Of all the lines in the entries, how many carry the word "face"? The reply is that number and no more.

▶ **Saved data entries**
-----

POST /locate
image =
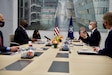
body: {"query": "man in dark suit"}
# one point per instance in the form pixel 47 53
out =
pixel 2 48
pixel 21 36
pixel 95 37
pixel 107 23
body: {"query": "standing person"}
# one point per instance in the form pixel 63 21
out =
pixel 36 34
pixel 2 48
pixel 95 37
pixel 107 23
pixel 21 36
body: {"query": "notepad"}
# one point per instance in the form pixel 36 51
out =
pixel 87 52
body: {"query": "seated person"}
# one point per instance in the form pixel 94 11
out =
pixel 81 31
pixel 21 36
pixel 36 34
pixel 107 24
pixel 95 37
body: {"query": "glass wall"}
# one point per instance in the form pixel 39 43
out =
pixel 41 14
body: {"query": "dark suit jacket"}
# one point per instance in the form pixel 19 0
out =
pixel 108 46
pixel 2 48
pixel 94 39
pixel 21 36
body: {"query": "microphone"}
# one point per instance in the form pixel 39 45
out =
pixel 47 38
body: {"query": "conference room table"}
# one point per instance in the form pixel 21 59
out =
pixel 54 61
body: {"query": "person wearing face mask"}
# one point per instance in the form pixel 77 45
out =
pixel 2 48
pixel 95 37
pixel 107 23
pixel 21 36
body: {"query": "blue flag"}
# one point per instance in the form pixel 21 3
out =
pixel 71 30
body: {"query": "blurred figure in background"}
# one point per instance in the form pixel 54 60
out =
pixel 2 48
pixel 21 35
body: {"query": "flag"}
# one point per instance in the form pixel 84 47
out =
pixel 71 30
pixel 56 29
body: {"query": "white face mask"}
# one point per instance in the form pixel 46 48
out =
pixel 90 27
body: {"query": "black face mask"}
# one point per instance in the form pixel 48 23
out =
pixel 104 26
pixel 2 24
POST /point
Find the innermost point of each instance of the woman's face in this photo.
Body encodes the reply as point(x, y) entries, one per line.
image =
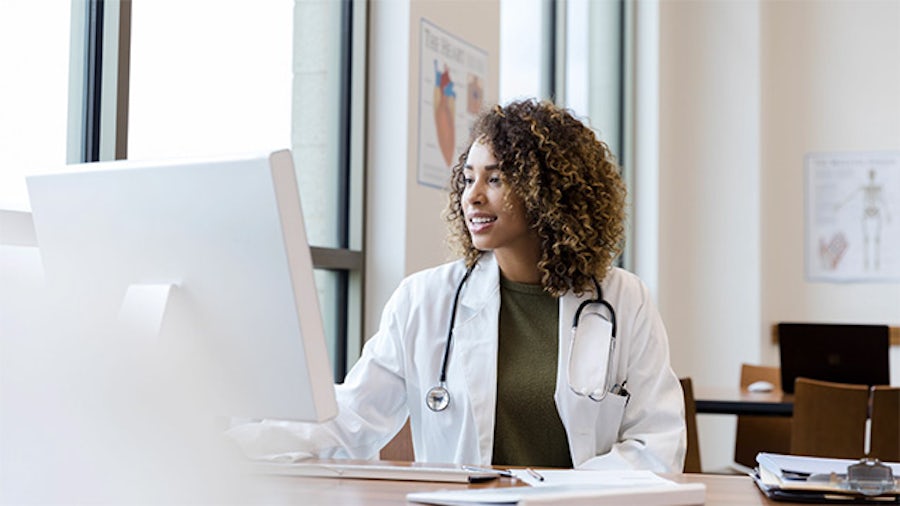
point(495, 216)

-----

▶ **FINISHED EXERCISE**
4